**PROBLEM TO WORK ON**
Repeat the full listing, word for word.

Dataset entries
++++
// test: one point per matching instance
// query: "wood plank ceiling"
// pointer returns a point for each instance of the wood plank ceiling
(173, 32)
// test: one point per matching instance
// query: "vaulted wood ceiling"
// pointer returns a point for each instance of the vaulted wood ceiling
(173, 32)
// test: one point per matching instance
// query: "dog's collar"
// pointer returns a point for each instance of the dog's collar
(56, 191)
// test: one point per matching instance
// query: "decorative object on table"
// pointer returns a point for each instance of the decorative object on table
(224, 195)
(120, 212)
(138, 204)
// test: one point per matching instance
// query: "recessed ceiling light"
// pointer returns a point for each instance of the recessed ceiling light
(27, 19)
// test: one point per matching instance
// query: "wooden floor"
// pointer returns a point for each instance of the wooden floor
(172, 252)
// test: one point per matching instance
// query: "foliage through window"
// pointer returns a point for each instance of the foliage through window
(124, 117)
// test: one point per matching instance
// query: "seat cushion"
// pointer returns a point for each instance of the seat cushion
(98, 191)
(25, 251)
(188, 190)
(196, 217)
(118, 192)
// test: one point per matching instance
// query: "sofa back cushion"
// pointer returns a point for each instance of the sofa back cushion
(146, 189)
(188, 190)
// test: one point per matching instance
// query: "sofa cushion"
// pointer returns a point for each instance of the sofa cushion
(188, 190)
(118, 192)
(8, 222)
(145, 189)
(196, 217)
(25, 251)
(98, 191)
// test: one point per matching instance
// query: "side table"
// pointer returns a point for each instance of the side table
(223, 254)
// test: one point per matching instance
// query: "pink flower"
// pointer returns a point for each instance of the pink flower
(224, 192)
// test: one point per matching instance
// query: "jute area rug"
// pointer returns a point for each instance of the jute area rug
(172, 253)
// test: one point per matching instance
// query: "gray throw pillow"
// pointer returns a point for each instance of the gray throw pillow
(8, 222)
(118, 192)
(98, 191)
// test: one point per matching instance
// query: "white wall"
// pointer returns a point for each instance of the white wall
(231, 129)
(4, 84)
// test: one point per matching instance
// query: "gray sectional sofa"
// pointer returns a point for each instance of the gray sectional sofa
++++
**TASK OUTPUT**
// test: one point per matching instance
// query: "wood plank ceiling"
// pointer returns a point for each instance of the wood plank ceiling
(173, 32)
// test: one point per matching instance
// query: "vaulted wood ceiling"
// pointer returns a point for each instance of the vaulted wood ceiling
(173, 32)
// test: one point per matching instance
// query: "dog's collar"
// pointer returns a point for each instance of the dog's collar
(56, 191)
// test: one point per matching instance
// query: "decorative object on table"
// pointer returns a point for each instance of the decorative object on table
(224, 195)
(120, 212)
(138, 204)
// test: one point per matching instance
// query: "recessed ceiling light"
// pointer returns a point for each instance of the recessed ceiling light
(27, 19)
// test: one point per matching instance
// query: "wooden floor"
// pointer returns a point for each instance of the wooden floor
(172, 252)
// test: one point per matching instance
// query: "foliage through window"
// pointer returns a point for each instance of the foliage through window
(124, 117)
// test: one point per matching instance
// query: "seat cushion"
// pointer returns a point for each instance of the seat cushion
(98, 191)
(25, 251)
(188, 190)
(196, 217)
(118, 192)
// test: one point per matching instance
// query: "sofa back cushion"
// pointer returns a point for each instance of the sofa back cushion
(146, 189)
(188, 190)
// test: one point per matching instance
// query: "sofa cushion"
// pointer returns a point for each instance of the sofa cushion
(188, 190)
(118, 192)
(8, 222)
(145, 189)
(196, 217)
(25, 251)
(98, 191)
// test: one point per matching instance
// query: "side table"
// pointer returns a point for each instance of the side table
(223, 254)
// test: one point per matching instance
// query: "pink flower"
// pointer returns a point for each instance of the pink flower
(224, 192)
// test: one point per matching instance
// query: "jute area rug"
// pointer returns a point for each instance of the jute area rug
(172, 253)
// test: one point per matching instance
// query: "gray throw pillow"
// pointer returns a point for each instance of the gray throw pillow
(8, 222)
(118, 192)
(98, 191)
// test: one point per matching instance
// query: "white wall"
// pointer returns a point for each instance of the white wall
(231, 129)
(4, 84)
// test: one point per matching instance
// query: "gray sectional sofa"
// pointer returns a point for each instance of the gray sectional sofa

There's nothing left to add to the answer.